From the first line to the last, write out the records below exactly as they appear.
::::
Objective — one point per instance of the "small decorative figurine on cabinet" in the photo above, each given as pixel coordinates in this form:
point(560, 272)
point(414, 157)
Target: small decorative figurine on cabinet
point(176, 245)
::::
ANSWER AREA:
Objective — one point per instance of the "small decorative figurine on cabinet" in the photo above, each given as pixel coordinates in this form:
point(560, 272)
point(414, 157)
Target: small decorative figurine on cabinet
point(176, 245)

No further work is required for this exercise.